Perhaps we should discuss the lamest of all holiday traditions, the annual pardoning of the Thanksgiving turkey. In case you’re counting, that’s one life saved and 250 million tasty turkeys slaughtered.


No, perhaps the best use of space is in discussion of the latest and most obvious decision made by the NFL in decades. After virtually ignoring the problem and hiding behind the pseudoscience of league-hired medical experts, Commissioner Roger Goodell is finally going to take a serious look at preventing concussions.

Welcome to the 1980s. The cumulative effects of concussions are the athletic version of global warming. Evidence abounds, but carefully placed skeptics remain on constant watch ready to debunk any critical research, as if there is some hidden agenda to dethrone America and the NFL by maintaining a healthy climate or a functioning brain.

For all the positive steps taken by the league to reduce injuries over the last few decades, concern over brain injuries has been conspicuously absent.

Part of the reason is the very real concern about fundamentally changing the nature of the game - a move that would greatly impact its popularity. Another factor is getting players to drop the macho bullcrap and admit the extent of their injuries to their coaches and team medical staff. Last week, Pittsburgh Steelers quarterback Ben Roethlisberger resumed his normal duties during practice a week after suffering his fourth concussion in as many years.

Roethlisberger told the Associated Press that playing with pain is just part of the rough-and-tumble world that is the NFL.

.....

**Complete the following**
(a) Please list every organization named in the text on NFL concussions.
(b) In one to three sentences, explain why, according to the text on NFL concussions, concern over brain injuries has been absent from the league's injury-reduction efforts.

**Dataset extract**
.....

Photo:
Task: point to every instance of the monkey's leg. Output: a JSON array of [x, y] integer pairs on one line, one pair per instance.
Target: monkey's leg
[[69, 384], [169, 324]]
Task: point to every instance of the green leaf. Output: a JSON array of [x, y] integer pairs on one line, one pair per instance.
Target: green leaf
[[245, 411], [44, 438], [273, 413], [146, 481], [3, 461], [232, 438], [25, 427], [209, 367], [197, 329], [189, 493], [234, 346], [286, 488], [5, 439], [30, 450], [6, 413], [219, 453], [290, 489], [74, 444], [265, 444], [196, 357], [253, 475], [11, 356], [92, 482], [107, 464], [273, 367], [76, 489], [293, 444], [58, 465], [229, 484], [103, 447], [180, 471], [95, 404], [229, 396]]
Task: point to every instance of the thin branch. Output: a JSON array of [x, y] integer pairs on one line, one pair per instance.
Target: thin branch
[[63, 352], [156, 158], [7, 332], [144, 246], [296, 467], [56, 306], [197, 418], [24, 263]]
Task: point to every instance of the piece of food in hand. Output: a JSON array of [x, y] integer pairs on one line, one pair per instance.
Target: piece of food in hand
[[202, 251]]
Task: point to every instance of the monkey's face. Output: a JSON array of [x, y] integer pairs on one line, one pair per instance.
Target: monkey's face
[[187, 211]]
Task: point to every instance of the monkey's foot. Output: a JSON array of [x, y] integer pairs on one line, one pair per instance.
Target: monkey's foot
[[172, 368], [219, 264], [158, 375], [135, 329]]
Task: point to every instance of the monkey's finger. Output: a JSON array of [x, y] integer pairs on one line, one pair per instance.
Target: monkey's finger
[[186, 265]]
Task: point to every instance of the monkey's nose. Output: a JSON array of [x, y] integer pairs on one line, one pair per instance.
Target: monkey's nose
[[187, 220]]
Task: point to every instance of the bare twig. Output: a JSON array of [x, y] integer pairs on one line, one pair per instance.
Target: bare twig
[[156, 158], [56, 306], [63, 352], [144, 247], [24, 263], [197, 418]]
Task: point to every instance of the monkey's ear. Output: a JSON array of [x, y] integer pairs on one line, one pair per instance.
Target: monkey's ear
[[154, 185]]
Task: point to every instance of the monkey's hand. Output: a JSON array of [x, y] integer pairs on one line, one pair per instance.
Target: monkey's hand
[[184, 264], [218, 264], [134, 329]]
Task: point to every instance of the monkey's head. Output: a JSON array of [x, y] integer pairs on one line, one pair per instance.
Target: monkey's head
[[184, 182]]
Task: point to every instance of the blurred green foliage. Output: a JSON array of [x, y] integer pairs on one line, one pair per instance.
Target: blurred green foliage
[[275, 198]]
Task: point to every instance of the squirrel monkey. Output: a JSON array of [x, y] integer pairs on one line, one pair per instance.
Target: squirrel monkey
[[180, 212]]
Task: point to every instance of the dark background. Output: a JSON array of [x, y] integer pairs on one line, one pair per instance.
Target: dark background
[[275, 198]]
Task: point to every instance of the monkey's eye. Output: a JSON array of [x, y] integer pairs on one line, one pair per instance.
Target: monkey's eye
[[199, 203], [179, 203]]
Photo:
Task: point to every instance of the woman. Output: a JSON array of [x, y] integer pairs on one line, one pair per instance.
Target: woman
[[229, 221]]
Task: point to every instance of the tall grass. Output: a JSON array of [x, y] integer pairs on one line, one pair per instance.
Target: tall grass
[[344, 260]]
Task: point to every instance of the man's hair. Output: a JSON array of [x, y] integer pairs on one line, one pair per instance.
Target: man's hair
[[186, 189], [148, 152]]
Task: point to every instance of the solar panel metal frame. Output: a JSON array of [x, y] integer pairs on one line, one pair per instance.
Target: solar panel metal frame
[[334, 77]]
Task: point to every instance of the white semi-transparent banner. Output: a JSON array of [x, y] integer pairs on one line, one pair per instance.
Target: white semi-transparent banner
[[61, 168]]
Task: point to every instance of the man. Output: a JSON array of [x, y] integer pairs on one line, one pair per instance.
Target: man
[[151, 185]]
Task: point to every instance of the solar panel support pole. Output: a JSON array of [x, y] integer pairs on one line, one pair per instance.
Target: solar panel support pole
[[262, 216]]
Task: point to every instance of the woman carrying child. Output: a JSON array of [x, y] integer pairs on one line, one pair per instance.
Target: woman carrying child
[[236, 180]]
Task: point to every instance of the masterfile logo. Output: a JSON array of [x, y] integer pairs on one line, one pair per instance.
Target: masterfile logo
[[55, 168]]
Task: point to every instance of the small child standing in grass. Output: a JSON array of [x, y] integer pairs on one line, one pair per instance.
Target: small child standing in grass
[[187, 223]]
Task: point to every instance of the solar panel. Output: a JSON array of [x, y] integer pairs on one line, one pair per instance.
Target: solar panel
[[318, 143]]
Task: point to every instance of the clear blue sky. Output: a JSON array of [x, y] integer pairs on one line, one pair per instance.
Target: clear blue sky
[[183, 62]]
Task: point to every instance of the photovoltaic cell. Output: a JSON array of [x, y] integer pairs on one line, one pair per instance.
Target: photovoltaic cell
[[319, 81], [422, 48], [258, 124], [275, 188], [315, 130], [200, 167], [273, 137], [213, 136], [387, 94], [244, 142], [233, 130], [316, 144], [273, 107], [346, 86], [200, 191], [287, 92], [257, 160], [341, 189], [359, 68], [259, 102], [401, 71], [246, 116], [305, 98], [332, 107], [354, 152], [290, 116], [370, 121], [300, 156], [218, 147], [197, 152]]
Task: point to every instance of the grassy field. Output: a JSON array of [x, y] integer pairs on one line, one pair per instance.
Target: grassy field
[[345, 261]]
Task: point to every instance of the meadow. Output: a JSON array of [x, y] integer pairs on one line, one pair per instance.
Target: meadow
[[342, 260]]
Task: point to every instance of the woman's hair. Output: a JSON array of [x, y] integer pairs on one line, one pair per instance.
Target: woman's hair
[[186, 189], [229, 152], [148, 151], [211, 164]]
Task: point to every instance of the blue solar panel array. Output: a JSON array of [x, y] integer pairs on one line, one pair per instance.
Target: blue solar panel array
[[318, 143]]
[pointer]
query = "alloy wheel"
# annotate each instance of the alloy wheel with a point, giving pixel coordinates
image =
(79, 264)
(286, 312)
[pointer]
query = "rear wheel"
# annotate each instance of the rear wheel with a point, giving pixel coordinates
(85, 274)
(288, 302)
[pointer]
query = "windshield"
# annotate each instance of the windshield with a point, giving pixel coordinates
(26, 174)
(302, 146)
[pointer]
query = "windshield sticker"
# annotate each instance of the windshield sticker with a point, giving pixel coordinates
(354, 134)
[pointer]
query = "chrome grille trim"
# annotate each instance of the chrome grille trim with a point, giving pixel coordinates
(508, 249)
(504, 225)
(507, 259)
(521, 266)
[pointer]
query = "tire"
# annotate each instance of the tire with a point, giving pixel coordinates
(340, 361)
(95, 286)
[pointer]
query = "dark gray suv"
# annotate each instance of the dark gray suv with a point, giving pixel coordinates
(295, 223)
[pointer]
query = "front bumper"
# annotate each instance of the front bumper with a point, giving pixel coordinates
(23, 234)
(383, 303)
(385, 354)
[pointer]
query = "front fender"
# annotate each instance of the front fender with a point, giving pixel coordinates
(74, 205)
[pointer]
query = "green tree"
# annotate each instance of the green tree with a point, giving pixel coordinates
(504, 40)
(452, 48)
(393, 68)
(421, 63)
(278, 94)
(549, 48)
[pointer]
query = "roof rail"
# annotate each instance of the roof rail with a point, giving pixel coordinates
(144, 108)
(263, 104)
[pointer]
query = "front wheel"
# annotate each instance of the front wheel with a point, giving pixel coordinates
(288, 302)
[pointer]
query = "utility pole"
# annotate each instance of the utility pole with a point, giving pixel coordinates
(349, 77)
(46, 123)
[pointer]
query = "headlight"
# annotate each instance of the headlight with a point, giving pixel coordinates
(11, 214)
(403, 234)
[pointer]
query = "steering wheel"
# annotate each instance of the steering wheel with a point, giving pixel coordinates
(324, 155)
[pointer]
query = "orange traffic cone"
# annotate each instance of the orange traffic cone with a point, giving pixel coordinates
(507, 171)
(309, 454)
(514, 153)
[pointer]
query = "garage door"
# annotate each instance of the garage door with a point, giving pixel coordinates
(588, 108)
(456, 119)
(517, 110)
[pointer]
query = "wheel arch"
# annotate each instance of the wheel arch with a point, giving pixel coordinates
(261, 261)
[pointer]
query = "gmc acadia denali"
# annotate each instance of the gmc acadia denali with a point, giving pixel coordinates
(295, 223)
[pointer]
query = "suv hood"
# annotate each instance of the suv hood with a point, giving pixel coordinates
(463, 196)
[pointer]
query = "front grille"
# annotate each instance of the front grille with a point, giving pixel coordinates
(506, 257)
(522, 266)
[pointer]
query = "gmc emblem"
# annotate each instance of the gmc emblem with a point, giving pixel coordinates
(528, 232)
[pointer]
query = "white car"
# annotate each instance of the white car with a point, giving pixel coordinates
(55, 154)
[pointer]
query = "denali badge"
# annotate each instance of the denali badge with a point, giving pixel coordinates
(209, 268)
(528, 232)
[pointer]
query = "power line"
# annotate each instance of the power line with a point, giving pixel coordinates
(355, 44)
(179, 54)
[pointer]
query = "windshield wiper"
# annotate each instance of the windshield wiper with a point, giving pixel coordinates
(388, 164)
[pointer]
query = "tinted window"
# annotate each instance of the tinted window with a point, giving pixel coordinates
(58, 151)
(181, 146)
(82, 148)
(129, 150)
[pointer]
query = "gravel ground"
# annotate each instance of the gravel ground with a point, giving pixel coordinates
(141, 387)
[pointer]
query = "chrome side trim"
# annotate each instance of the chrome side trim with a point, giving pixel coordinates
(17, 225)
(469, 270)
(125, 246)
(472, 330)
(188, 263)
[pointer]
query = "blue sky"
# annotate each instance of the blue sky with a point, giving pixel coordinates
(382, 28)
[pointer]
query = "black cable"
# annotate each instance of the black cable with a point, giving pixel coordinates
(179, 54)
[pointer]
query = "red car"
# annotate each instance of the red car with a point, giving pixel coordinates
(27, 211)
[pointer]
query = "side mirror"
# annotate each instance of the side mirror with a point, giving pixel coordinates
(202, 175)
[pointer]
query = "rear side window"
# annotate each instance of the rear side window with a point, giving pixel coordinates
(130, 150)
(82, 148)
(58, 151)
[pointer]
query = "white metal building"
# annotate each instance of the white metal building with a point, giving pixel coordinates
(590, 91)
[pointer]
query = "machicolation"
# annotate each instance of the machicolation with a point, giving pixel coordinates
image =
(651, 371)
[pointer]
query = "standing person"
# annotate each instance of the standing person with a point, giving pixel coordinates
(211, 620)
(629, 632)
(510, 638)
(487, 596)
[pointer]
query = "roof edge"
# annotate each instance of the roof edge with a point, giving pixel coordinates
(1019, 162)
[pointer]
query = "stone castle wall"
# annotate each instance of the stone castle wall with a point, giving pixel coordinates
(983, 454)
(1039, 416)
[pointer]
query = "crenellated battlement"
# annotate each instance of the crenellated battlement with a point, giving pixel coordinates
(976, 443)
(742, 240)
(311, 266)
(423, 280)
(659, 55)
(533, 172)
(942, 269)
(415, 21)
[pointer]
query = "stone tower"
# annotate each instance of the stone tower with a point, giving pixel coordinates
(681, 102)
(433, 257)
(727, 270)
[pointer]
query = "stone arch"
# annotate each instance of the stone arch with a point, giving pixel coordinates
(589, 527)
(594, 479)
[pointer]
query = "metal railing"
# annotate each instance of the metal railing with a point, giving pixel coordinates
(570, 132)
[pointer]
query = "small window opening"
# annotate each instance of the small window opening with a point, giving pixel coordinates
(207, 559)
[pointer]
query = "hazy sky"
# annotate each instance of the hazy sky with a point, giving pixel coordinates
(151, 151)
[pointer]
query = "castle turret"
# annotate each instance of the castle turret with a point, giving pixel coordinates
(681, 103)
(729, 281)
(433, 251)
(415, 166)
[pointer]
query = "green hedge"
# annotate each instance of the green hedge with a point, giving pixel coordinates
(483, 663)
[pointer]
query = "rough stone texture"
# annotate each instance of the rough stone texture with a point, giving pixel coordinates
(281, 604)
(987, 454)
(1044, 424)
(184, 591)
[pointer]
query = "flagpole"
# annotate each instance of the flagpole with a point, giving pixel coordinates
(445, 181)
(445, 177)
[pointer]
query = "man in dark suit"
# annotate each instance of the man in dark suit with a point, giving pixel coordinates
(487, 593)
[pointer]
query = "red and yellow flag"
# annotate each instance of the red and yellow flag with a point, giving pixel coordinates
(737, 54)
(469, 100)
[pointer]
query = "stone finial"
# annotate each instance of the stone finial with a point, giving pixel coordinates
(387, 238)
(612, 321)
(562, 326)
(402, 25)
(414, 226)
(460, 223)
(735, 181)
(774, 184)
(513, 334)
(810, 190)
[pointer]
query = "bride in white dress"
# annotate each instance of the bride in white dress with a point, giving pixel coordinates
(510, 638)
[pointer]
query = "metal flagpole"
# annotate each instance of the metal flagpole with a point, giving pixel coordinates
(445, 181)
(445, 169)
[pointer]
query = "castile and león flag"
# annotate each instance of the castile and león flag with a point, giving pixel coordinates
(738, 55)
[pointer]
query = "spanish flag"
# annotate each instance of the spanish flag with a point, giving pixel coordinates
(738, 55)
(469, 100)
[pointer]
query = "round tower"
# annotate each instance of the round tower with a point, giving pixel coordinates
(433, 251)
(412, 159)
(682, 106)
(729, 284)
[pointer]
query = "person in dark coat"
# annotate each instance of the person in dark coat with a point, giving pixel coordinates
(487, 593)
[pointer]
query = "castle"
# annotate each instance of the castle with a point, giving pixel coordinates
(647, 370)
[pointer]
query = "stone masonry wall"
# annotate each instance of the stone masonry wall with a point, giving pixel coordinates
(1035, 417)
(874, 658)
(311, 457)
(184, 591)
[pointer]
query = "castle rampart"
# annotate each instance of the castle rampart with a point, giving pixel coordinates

.....

**Expected responses**
(a) NFL, Pittsburgh Steelers, Associated Press

(b) Part of the reason is real concern that addressing it would fundamentally change the nature of the game, which would greatly affect its popularity. Another factor is the difficulty of getting players to drop their macho attitude and admit how badly they are hurt to coaches and team medical staff.